Research by a group of scientists studying the effects of heavy marijuana use suggests that withdrawal from the use of marijuana is similar to what is experienced by people when they quit smoking cigarettes.
Abstinence from each of these drugs appears to cause several common symptoms, such as irritability, anger and trouble sleeping - based on self reporting in a recent study of 12 heavy users of both marijuana and cigarettes.
“These results indicate that some marijuana users experience withdrawal effects when they try to quit, and that these effects should be considered by clinicians treating people with problems related to heavy marijuana use,” says lead investigator in the study, Ryan Vandrey, Ph.D., of the Department of Psychiatry at the Johns Hopkins University School of Medicine.
Marijuana is the most widely used illicit drug in the United States. Admissions in substance abuse treatment facilities in which marijuana was the primary problem substance have more than doubled since the early 1990s and now rank similar to cocaine and heroin with respect to total number of yearly treatment episodes in the United States, says Vandrey.

◆ Extracted records ◆
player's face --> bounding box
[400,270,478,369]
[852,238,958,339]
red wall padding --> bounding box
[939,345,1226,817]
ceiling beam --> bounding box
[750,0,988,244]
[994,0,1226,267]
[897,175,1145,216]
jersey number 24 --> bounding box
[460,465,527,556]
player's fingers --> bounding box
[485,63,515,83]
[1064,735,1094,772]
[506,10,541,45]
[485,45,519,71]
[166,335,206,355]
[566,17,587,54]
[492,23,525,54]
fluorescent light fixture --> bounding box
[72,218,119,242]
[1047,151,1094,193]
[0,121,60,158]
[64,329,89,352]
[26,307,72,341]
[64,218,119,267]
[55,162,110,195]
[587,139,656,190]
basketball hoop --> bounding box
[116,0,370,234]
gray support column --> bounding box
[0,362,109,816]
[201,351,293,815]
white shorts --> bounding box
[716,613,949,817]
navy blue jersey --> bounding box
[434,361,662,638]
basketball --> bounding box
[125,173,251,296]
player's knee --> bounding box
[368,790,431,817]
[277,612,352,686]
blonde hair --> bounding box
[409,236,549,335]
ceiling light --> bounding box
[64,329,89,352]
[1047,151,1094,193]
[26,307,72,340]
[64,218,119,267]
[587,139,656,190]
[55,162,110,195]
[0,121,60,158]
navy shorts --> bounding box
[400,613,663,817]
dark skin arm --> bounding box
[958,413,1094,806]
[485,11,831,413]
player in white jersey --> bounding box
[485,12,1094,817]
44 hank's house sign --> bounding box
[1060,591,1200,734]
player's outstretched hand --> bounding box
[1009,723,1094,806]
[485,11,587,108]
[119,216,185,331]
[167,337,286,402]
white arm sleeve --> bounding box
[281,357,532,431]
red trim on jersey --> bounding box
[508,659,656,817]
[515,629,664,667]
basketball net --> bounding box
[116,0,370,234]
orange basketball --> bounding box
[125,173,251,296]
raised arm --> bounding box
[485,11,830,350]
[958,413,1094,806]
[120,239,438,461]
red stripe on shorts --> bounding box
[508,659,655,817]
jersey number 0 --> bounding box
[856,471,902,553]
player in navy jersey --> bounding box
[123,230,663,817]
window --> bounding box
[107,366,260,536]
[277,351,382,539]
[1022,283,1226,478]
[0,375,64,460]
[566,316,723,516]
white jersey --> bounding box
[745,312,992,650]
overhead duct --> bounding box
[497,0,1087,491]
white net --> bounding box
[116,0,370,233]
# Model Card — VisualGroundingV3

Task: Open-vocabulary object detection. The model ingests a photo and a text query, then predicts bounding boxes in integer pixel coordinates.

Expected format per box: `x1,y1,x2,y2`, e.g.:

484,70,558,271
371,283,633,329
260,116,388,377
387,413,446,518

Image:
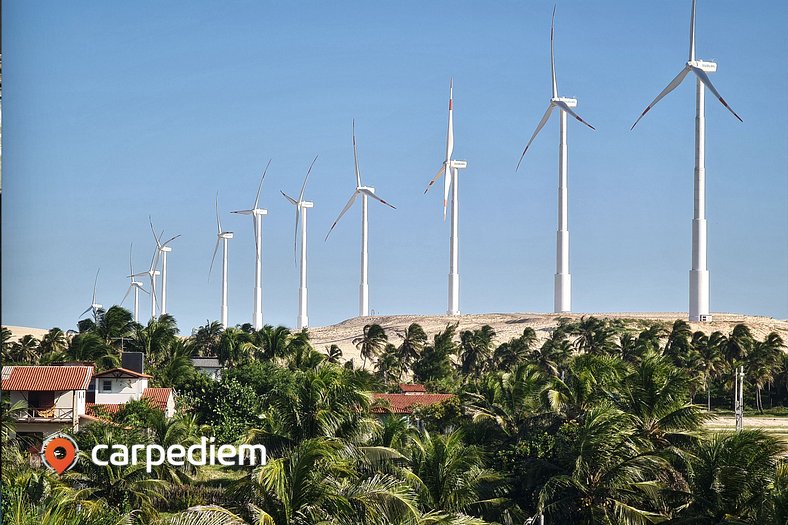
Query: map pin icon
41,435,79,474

---

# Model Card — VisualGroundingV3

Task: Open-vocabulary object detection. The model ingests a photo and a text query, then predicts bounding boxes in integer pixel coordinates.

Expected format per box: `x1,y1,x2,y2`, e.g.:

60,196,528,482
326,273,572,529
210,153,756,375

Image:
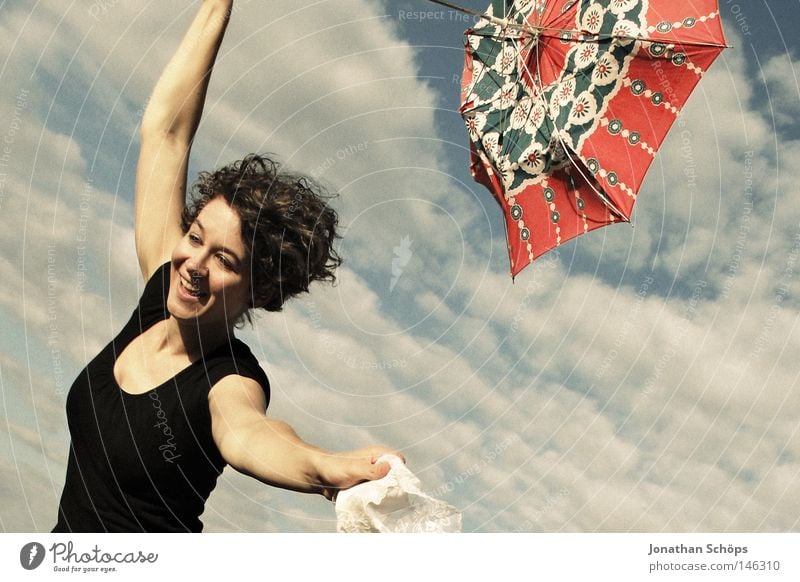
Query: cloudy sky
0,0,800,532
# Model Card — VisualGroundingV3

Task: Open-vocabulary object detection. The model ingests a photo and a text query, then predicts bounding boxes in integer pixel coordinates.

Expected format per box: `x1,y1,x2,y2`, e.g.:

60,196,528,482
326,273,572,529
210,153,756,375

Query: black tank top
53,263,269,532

◆ Task details ◆
Can you extend the passage on marijuana withdrawal, picking up right after its final sentence?

◆ Written answer ◆
The small sample size renders this more of a suggestive case study than a reliable scientific trial.
That rehabilitation numbers are now comparable to those of cocaine and heroin is potentially misleading, as an order of magnitude more Americans smoke pot than use cocaine. The absolute numbers may be similar, but the rates of admission into substance abuse programs due to use of the different drugs are not.
Still, the increase in treatment meshes with the secular rise in THC levels (the compound that influences the release of dopamine in the brain during a high) that has characterized US and European pot over the last half-century.
I'm more interested in this:
Interestingly, the study also revealed that half of the participants found it easier to abstain from both substances than it was to stop marijuana or tobacco individually, whereas the remaining half had the opposite response.
As both forms of smoking increase the amount of dopamine that is released in the brain, might substitution inherently be counter-productive for many people who are trying to kick pleasureable 'bad' habits?
It's plausible that the standard 21mg cessation patch, which releases into the user the nicotine equivalent of one pack of smokes over a 24-hour period, may get its hit-or-miss reputation for the same reasons underlying the split found in this study. The patch, and substitution as an aid to giving up other addictive activities more generally, may be more effective than trying to go cold-turkey for most people*. But it might actually further entrench regular use among others.
I wonder how that disparity might be genetically influenced. I suspect that answer will be revealed, among countless other, in the coming years thanks to the revolutionary advances in DNA sequencing that are occuring as we speak.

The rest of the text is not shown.